- WHAT YOU WILL DO -
Extract all of the lines below and reproduce each one without any change.

Items from a dataset
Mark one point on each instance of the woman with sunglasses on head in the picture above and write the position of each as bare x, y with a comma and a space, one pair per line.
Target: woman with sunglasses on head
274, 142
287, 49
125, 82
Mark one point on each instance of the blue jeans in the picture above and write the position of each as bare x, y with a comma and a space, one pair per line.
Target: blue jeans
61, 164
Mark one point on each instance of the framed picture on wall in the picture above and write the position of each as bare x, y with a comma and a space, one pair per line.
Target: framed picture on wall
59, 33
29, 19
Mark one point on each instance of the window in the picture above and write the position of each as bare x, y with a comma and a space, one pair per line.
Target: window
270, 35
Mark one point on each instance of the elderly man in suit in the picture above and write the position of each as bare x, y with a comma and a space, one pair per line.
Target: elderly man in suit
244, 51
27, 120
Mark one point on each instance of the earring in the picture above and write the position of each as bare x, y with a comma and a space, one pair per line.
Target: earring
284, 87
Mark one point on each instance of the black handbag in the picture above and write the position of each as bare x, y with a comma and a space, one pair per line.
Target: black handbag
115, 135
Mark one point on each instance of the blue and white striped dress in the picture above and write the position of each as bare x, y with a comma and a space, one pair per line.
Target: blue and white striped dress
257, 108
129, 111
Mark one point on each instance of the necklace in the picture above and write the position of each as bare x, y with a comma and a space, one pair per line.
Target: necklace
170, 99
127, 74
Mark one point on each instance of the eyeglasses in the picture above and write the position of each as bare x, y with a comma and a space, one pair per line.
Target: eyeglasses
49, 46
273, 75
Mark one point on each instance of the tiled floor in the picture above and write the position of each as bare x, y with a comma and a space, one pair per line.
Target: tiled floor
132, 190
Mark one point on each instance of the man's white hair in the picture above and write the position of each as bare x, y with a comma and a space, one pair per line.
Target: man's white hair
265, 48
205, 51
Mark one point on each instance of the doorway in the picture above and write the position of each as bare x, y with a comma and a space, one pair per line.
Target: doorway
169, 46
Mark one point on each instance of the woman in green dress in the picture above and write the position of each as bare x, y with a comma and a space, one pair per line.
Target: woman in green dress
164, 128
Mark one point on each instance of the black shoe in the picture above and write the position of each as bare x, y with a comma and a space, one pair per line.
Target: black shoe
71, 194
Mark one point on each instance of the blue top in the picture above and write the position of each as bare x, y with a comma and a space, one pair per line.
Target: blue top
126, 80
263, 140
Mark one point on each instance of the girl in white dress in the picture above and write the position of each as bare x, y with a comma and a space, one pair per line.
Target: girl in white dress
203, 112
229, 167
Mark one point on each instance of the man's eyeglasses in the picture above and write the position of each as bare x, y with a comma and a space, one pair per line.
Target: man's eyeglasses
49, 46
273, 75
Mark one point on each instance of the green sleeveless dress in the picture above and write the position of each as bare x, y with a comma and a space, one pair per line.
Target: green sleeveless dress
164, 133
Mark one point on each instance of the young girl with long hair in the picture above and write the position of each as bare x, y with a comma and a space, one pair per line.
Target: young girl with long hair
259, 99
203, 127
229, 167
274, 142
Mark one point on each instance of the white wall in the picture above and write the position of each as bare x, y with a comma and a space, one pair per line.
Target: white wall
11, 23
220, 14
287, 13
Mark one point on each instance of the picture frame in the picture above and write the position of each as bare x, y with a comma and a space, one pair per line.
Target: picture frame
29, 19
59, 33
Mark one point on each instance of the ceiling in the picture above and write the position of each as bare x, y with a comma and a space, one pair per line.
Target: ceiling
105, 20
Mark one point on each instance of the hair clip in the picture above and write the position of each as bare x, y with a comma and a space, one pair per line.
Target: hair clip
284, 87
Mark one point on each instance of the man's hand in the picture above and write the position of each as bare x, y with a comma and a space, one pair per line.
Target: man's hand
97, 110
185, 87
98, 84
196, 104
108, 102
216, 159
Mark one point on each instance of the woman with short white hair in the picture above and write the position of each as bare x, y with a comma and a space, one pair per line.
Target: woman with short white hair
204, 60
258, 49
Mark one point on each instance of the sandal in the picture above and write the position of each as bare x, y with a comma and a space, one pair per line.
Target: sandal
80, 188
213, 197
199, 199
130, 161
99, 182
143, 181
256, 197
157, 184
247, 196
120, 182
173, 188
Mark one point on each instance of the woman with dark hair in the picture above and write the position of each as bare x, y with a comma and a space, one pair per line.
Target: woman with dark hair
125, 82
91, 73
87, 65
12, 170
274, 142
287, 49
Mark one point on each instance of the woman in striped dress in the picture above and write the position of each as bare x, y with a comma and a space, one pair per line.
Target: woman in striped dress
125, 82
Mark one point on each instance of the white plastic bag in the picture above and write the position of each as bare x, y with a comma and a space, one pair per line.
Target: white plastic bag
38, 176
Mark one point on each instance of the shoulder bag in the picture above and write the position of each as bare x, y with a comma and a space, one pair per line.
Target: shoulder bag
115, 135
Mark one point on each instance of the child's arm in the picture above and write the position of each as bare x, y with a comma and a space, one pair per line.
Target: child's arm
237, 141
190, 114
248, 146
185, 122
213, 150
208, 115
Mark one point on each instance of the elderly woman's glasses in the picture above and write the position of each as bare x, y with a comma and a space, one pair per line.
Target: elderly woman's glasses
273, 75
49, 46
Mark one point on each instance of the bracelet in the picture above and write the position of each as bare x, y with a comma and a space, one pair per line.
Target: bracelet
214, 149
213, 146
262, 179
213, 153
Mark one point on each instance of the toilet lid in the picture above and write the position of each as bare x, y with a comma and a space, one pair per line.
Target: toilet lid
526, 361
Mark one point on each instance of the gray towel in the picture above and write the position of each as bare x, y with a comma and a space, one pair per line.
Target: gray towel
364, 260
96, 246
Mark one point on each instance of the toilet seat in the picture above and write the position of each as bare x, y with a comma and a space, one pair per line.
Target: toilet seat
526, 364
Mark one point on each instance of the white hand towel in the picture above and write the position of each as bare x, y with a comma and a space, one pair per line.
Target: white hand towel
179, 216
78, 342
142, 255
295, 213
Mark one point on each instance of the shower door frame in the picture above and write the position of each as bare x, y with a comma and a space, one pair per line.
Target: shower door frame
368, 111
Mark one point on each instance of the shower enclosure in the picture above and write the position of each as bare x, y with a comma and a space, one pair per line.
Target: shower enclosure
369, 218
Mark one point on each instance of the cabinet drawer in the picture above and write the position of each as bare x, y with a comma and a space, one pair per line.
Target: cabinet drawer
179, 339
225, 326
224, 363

- RESPONSE TO THIS TASK -
Mark one point on each instance of the woman with sunglasses on head in the picture above and write the position of each as bare x, y with a comma and a space, one pair per line.
Target: woman with sunglasses on head
274, 142
287, 49
125, 82
Mark one point on each instance of the blue jeans in the picture above and write the position of each as bare x, y with a comma and a space, one pair per line.
Target: blue jeans
61, 164
Mark one point on each instance of the framed picture on wall in the picture above and write the position of each as bare x, y with a comma and a space, one pair per line.
Target: framed picture on wall
59, 33
29, 19
Mark one point on each instance of the window in the picture above and write the position of each as bare x, y with a comma and a space, one pair per line.
Target: window
270, 35
Mark one point on each instance of the elderly man in suit in the picture above and write the position of each as bare x, y with a comma and a space, one pair per line.
Target: elderly man in suit
244, 51
27, 120
Mark one point on each instance of the earring in the picture above and write the position of each as bare x, y with a comma and a space, one pair per line.
Target: earring
284, 87
Mark one point on each instance of the black handbag in the picture above and write the position of each as bare x, y with a comma and a space, one pair per line.
Target: black handbag
115, 135
Mark one point on each instance of the blue and white striped dress in the picture above and write the position of each as bare x, y with a comma and a space, one pair per line.
Target: blue and white striped dress
257, 108
129, 111
Mark one point on each instance of the necklace in the picture above and write the position of each as bare x, y with a comma and a space, one pair per line.
Target: necklace
170, 99
127, 74
Mark one point on each instance of the eyeglasses in the picture above and write the position of each as bare x, y with a comma and a space, one pair per line.
Target: eyeglasses
49, 46
273, 75
Mark one point on each instance of the tiled floor in the picture above and write the position of each as bare x, y with a comma and a space, one pair per line.
Target: tiled floor
132, 190
Mark one point on each instance of the man's white hair in the picture above and write the position of each as bare x, y with a comma and a space, one pair per line.
Target: man's white hair
265, 48
205, 51
Mark one point on each instance of the doorway in the picture above and write the position of each as bare x, y with a comma and a space, one pair per line.
Target: doorway
169, 46
Mark one point on each instance of the woman in green dress in the picture above and write the position of each as bare x, y with a comma and a space, one pair per line.
Target: woman in green dress
164, 128
Mark one point on each instance of the black shoe in the picture above and write the position of each as bare x, y with a comma and a space, one pair per line.
Target: black shoe
71, 194
Mark one point on each instance of the blue top in the picture above and write the position of each as bare x, y with a comma and a space, one pair per line.
Target: blue top
126, 80
263, 140
Mark one point on each instance of the girl in white dress in the picture above and write the position of each as bare x, y with a comma and a space, one pair per line.
Target: girl in white dress
203, 112
229, 167
Mark one point on each instance of the man's eyeglasses in the picture above and write the position of each as bare x, y with a comma and a space, one pair per line.
Target: man's eyeglasses
49, 46
273, 75
Mark one point on each instance of the green sleeveless dress in the picture above and write the position of each as bare x, y with a comma and a space, one pair per line.
Target: green sleeveless dress
164, 133
Mark one point on each instance of the young girl with long hair in the picture above and write the position of each as bare x, y with a comma and a space, one pair per line.
Target: young girl with long hair
259, 99
203, 127
229, 167
274, 142
Mark one point on each instance of the white wall in the picture above and write the position of each as bare x, y with a comma and a space, one pair per line.
Target: white wall
11, 23
220, 14
287, 13
Mark one point on each instance of the picture frame in the picture above and write the position of each as bare x, y with a comma and a space, one pair per line.
Target: picture frame
29, 19
59, 33
Mark one point on each instance of the ceiling in the picture above and write the position of each as bare x, y with a comma and a space, one pair per line.
Target: ceiling
105, 20
Mark one point on each instance of the hair clip in the picture above and write the position of each as bare x, y with a comma and a space, one pair per line.
Target: hair clip
284, 87
Mark one point on each instance of the man's hand in the picture above and write the position of each as bare x, y with a comma and a space, one pair per line.
Target: man's hand
97, 110
185, 87
98, 84
196, 104
108, 102
216, 159
Mark one point on each instance of the woman with short white hair in the picture above and write the position of each as bare x, y with a comma and a space, one pair per line.
Target: woman with short white hair
204, 60
258, 49
Mark one point on each instance of the sandal in the picture above and write the position of each as bare x, y with a comma and a space, one pair per line.
Target: sandal
80, 188
213, 197
199, 199
130, 161
99, 182
143, 181
256, 197
157, 184
247, 196
120, 182
173, 188
Mark one point on each instance of the woman with dark hair in the picture above and write the position of each as bare x, y with a comma and a space, one pair per line.
Target: woman with dark hair
125, 82
91, 73
87, 65
12, 170
274, 142
287, 49
Mark one point on each instance of the woman in striped dress in the picture above and write the position of each as bare x, y with a comma and a space, one pair per line.
Target: woman in striped dress
125, 82
Mark one point on each instance of the white plastic bag in the picture above and write the position of each as bare x, y with a comma and a space, one pair per line.
Target: white plastic bag
38, 176
Mark one point on each instance of the shoulder bag in the picture above and write the position of each as bare x, y with a comma and a space, one pair per line.
Target: shoulder bag
115, 135
Mark one point on each instance of the child's arm in the picture above and write the position of each as bare x, y with a comma and a space, one pair per line.
Target: child's arm
237, 141
190, 114
248, 146
185, 122
213, 150
208, 115
Mark one point on each instance of the elderly woman's glasses in the picture above and write the position of each as bare x, y with a comma and a space, one pair per line.
Target: elderly woman's glasses
273, 75
49, 46
Mark one point on each instance of the bracelet in the picture above and write the position of each as bare x, y with a comma and a space, one pair per line.
Target: bracelet
214, 149
213, 146
262, 179
213, 153
Mark one point on each instance of the toilet lid in the picture above and write the position of each as bare x, y with a comma and a space, one pair per line.
Target: toilet lid
526, 361
Mark one point on each instance of the gray towel in the picture above and write the position of each as bare x, y with a comma and a space, one pair per line.
Target: gray towel
364, 260
96, 246
Mark one point on each instance of the toilet seat in the picture above and write the position of each as bare x, y with a comma and a space, one pair per line.
Target: toilet seat
526, 364
Mark one point on each instance of the white hand towel in the picture above and write the position of each as bare x, y with a comma and a space, one pair per line.
Target: white hand towel
179, 216
78, 342
142, 255
295, 213
Mark one point on each instance of the shower door frame in the picture above and write the position of each as bare x, y with a comma and a space, one pair per line.
Target: shower door frame
368, 111
Mark one point on each instance of the shower enclosure in the picture above and write the position of each as bare x, y with a comma and a space, one pair per line.
Target: shower enclosure
369, 218
Mark one point on each instance of the cabinet drawer in the picture above and write the position of each as bare x, y with a comma and a space, one pair per line.
Target: cabinet drawer
179, 339
225, 326
224, 363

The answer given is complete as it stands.